◆ REQUIRED TASKS
**a.** According to the Hansard budget speech, which taxpayers in the Parkes electorate will be getting a tax cut?
**b.** Pick up the Hansard budget speech after its final sentence and keep going in the same speaker's voice.

◆ PROVIDED TEXT
<<<<

House debates

Wednesday, 29 May 2024

Bills

Appropriation Bill (No. 1) 2024-2025, Appropriation Bill (No. 2) 2024-2025, Appropriation (Parliamentary Departments) Bill (No. 1) 2024-2025; Second Reading

6:23 pm

Photo of Josh BurnsJosh Burns (Macnamara, Australian Labor Party) Share this | Hansard source

I've got fantastic news for the member for Parkes: every taxpayer in his electorate will be getting a tax cut, thanks to the budget. I'm sure he will be glad to report back to every taxpayer in Parkes that he'll be supporting it and proudly voting for this budget—unlike what the previous government tried to do, which was to bring in tax cuts only for some people. Those on lower and middle incomes will be getting a much bigger tax cut thanks to this budget.

>>>>

◆ LISTED RECORDS
<<<<

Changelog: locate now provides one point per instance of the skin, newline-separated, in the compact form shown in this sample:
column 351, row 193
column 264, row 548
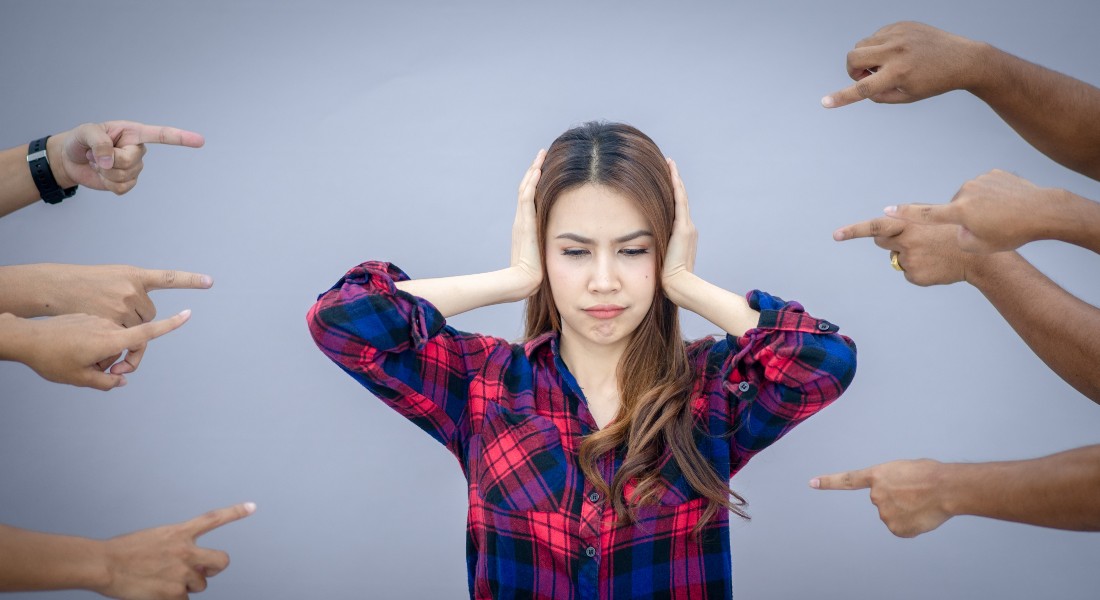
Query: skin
column 972, row 239
column 157, row 564
column 89, row 304
column 915, row 497
column 77, row 349
column 105, row 156
column 909, row 62
column 603, row 273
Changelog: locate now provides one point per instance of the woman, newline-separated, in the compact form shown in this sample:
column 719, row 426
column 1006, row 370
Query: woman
column 597, row 453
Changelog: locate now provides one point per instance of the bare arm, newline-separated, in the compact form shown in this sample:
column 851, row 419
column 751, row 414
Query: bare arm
column 728, row 311
column 1058, row 327
column 1000, row 211
column 157, row 564
column 96, row 155
column 914, row 497
column 909, row 62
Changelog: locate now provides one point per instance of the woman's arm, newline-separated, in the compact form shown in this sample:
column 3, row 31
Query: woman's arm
column 686, row 290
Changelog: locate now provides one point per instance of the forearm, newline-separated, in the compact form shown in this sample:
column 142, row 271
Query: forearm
column 15, row 337
column 25, row 290
column 31, row 560
column 1059, row 491
column 1080, row 224
column 1058, row 327
column 725, row 309
column 17, row 186
column 462, row 293
column 1054, row 112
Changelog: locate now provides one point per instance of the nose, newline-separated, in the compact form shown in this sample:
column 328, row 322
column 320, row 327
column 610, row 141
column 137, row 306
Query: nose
column 604, row 277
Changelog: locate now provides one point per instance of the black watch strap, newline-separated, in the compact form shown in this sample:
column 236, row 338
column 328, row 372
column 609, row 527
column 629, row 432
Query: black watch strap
column 43, row 175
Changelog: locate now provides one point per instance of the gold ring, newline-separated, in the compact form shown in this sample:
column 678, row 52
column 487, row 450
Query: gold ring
column 893, row 261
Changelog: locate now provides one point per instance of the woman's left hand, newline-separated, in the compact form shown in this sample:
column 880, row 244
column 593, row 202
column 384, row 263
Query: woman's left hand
column 680, row 257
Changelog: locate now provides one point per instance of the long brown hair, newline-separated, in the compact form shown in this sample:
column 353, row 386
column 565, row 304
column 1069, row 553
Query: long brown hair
column 655, row 379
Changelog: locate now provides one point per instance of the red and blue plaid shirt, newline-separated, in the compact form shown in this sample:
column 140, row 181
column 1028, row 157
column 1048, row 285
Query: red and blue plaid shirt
column 515, row 417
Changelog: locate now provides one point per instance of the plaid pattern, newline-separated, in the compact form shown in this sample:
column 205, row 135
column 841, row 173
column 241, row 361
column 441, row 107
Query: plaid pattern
column 515, row 417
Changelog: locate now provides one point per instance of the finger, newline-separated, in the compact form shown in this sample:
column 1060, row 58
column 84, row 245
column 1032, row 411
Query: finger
column 847, row 480
column 212, row 520
column 882, row 227
column 142, row 334
column 100, row 381
column 107, row 362
column 171, row 135
column 120, row 175
column 129, row 156
column 155, row 279
column 131, row 362
column 210, row 563
column 98, row 142
column 867, row 87
column 195, row 582
column 862, row 61
column 937, row 214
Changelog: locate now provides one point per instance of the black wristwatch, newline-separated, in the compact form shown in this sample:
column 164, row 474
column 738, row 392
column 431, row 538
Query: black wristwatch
column 43, row 175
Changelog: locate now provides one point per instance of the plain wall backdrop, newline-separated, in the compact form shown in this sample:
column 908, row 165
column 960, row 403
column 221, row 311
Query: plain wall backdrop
column 340, row 132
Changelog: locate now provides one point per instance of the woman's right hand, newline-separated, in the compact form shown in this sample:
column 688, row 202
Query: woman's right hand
column 526, row 254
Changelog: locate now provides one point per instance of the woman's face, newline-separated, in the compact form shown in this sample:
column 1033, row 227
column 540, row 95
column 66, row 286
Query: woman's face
column 600, row 264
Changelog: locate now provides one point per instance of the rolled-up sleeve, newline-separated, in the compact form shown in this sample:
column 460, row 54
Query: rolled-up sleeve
column 399, row 347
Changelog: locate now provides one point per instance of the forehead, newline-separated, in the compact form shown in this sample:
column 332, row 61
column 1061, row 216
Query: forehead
column 594, row 210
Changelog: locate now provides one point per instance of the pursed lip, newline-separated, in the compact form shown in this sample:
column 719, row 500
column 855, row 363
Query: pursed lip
column 605, row 311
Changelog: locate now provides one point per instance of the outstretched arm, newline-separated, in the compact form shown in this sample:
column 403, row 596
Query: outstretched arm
column 162, row 563
column 461, row 293
column 1056, row 325
column 914, row 497
column 908, row 62
column 1000, row 211
column 96, row 155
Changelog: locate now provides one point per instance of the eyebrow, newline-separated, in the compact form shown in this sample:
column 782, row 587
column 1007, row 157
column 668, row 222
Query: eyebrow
column 620, row 239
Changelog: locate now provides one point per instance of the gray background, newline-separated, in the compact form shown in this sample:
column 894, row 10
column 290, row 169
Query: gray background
column 339, row 132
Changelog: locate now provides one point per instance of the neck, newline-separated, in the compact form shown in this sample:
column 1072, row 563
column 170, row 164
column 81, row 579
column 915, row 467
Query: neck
column 593, row 364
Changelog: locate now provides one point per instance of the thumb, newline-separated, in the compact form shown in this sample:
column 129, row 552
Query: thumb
column 101, row 146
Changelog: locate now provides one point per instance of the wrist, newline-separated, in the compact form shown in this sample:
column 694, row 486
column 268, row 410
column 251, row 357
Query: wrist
column 15, row 336
column 55, row 153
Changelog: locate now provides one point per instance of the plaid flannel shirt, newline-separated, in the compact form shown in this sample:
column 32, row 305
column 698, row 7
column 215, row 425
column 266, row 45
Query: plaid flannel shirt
column 514, row 416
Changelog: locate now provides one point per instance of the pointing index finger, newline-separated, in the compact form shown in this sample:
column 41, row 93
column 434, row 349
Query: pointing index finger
column 155, row 279
column 161, row 134
column 937, row 214
column 206, row 523
column 847, row 480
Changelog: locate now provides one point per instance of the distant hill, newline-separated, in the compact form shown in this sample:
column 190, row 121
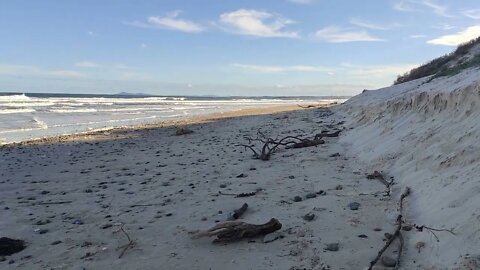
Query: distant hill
column 130, row 94
column 465, row 56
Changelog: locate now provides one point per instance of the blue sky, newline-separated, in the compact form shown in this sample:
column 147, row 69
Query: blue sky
column 224, row 47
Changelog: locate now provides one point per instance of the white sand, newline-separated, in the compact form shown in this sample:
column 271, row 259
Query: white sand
column 425, row 135
column 182, row 175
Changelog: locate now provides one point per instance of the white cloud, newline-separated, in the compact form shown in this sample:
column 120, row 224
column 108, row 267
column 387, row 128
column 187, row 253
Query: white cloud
column 366, row 24
column 418, row 36
column 335, row 34
column 304, row 2
column 457, row 38
column 256, row 23
column 171, row 22
column 32, row 71
column 421, row 5
column 280, row 69
column 472, row 13
column 87, row 64
column 443, row 26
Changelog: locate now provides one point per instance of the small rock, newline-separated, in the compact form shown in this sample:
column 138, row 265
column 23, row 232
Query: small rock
column 77, row 222
column 388, row 261
column 42, row 222
column 332, row 247
column 10, row 246
column 297, row 199
column 353, row 205
column 309, row 217
column 106, row 226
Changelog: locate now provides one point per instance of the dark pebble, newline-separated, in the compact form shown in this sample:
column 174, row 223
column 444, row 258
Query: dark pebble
column 388, row 261
column 332, row 247
column 297, row 199
column 106, row 226
column 309, row 217
column 354, row 206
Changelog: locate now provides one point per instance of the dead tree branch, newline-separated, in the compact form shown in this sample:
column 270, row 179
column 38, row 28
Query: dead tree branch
column 396, row 234
column 271, row 145
column 130, row 243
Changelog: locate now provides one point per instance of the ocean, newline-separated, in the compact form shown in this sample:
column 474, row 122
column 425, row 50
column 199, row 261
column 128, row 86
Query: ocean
column 26, row 116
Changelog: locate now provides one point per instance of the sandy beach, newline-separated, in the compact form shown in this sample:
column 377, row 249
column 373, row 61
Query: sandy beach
column 131, row 198
column 68, row 199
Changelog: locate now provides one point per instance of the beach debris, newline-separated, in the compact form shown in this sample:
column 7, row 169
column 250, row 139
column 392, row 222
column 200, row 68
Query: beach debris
column 388, row 261
column 183, row 131
column 241, row 195
column 236, row 230
column 309, row 217
column 419, row 245
column 271, row 145
column 9, row 246
column 354, row 205
column 238, row 212
column 379, row 176
column 130, row 243
column 297, row 199
column 396, row 234
column 332, row 247
column 272, row 237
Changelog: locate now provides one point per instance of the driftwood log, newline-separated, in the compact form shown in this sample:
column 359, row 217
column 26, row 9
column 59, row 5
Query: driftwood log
column 271, row 145
column 395, row 235
column 238, row 212
column 236, row 230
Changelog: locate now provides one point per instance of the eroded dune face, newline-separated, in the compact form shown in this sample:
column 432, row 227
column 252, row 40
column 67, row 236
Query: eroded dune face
column 427, row 135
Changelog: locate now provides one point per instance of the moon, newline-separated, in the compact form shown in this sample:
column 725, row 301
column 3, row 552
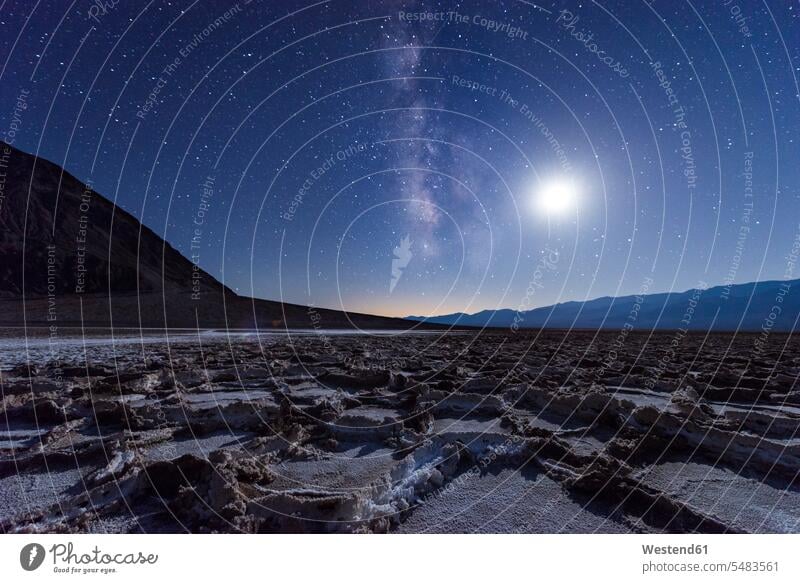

>>>>

◆ SOLVED TASKS
**a.** Every taxpayer in the electorate of Parkes.

**b.**
This budget was absolutely responsible while it also met the times right now that many Australians are facing. We know that many Australians are facing difficult times right now. We know that many Australians are facing real pressures in their household budgets. We know that, for many Australians, mortgages have been a real stress. Rents have been going up significantly in my own electorate of Macnamara. Over half the electorate are renters, including myself. It is a real stress, if you've got a year-long lease, when the time comes and you have to renegotiate the terms of the lease. Sometimes rent has gone up by 20, 30 or 40 per cent in areas like St Kilda, Southbank and Port Melbourne. It's been extremely stressful, especially for those people who are low- and middle-income earners. This budget recognises that it's time to give Australians a bit more support in their cost-of-living-pressures not only for paying for their home but also for paying for the groceries and the bare minimum. That's exactly what this budget does, and there's a tax cut for every single taxpayer.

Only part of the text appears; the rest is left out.